>> begin TEXT

Here, we’ll introduce you to Cadre and Fundrise. Keep reading to learn about their main features, pros, and cons, whom each option is best for and much more.
|In A Nutshell||Cadre is a real estate crowdfunding platform allowing accredited investors access to commercial real estate investment opportunities. Cadre was founded by Ryan Williams in 2014.||Fundrise is an online real estate platform that allows investors access to a portfolio filled with dozens of real estate projects — each one carefully handpicked and proactively developed with the goal of growing their net worth.|
|Our Review||Full Cadre Review||Full Fundrise Review|
Cadre vs. Fundrise: Overview
Cadre and Fundrise are both crowdfunding investment platforms that focus on real estate. They both strive to keep fees low and rely heavily on technology and expert advice to choose quality offerings.
The main difference between the two is the level of investor who can access each service. With Fundrise, you don’t need to be accredited, and you can invest as a Starter-level member with just $10. With Cadre, you need accreditation, and you’ll need at least $25,000 to get started.
Founded in 2014, Cadre is a New York-based platform that gives people access to real estate investments that would usually only be available to institutions. The platform uses technology and experience to provide its members with quality offerings.
The company is committed to positive social change. One of their initiatives involves partnering with minority depository institutions, which are financial institutions led primarily by minority individuals.
Read our full Cadre review to learn more.

>> end TEXT

### TASK 1
In the Cadre vs. Fundrise comparison, how much money does a Starter-level member need to begin investing with Fundrise?
### TASK 2
Write the next part of the Cadre vs. Fundrise comparison, picking up after its last sentence.

>> begin SUPPLIED MATERIAL

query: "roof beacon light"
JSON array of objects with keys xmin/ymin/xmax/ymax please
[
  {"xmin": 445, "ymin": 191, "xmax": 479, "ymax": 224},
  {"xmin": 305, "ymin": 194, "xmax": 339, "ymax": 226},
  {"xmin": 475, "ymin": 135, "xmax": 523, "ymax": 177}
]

>> end SUPPLIED MATERIAL

### EXERCISE OUTPUT 1
$10

### EXERCISE OUTPUT 2
Fundrise is all about empowering individual investors and giving them access to quality real estate investments. To achieve this goal, they use a combination of technology and in-house expertise.
The company was founded in 2010 and operates in Washington D.C. So far, their members have earned $160 million in net dividends.
To learn more, check out our full Fundrise review.
Cadre vs. Fundrise: How Do They Work
Both platforms work fairly similarly. They make it simple to get started after you answer some questions about yourself and your goals. The main difference in terms of membership is that with Cadre, you need to be accredited, while with Fundrise, any U.S. citizen who is 18 or older can invest.
Another difference between the platforms is that Cadre lets you choose individual deals. With Fundrise, you invest in a portfolio or product, such as a REIT, made up of various assets.
Cadre carefully reviews potential investments in the world of commercial real estate. As they prefer quality over quantity, fewer than 5% of the properties they source make it onto the platform. In total, they’ve acquired 40 deals, investing more than $3.5 billion.
As a member, you can invest in products such as the Cadre Direct Access Fund. These funds are diversified and aim to produce strong returns with downside protection. While the Direct Access Fund is now closed, members can sign up to be notified about future funds.
You can also choose individual deals with Cadre’s Deal-by-Deal Investing.
To invest with Cadre, you’ll need to be accredited. This means you meet one of the following criteria:
- Annual income of $200,000 or more for the previous two years
- Annual joint household income of $300,000 or more for the previous two years
- Net worth of $1 million (excluding your primary residence)
Since the company began, Fundrise has acquired over 200 real estate assets worth more than $5.1 billion. It focuses on purchasing assets for less than their potential value, a strategy known as “value investing.” The Fundrise team then works with local partners to increase each property’s value.
Fundrise members’ portfolios consist of shares in these high-quality properties.
Anyone who is 18 and a citizen or permanent resident of the U.S. can join Fundrise. While some real estate investing sites require accreditation, including Cadre, Fundrise doesn’t.
When you sign up, you can choose one of five account levels: Starter, Basic, Core, Advanced, or Premium. Each level has a different minimum investment ranging from $10 to $10,000.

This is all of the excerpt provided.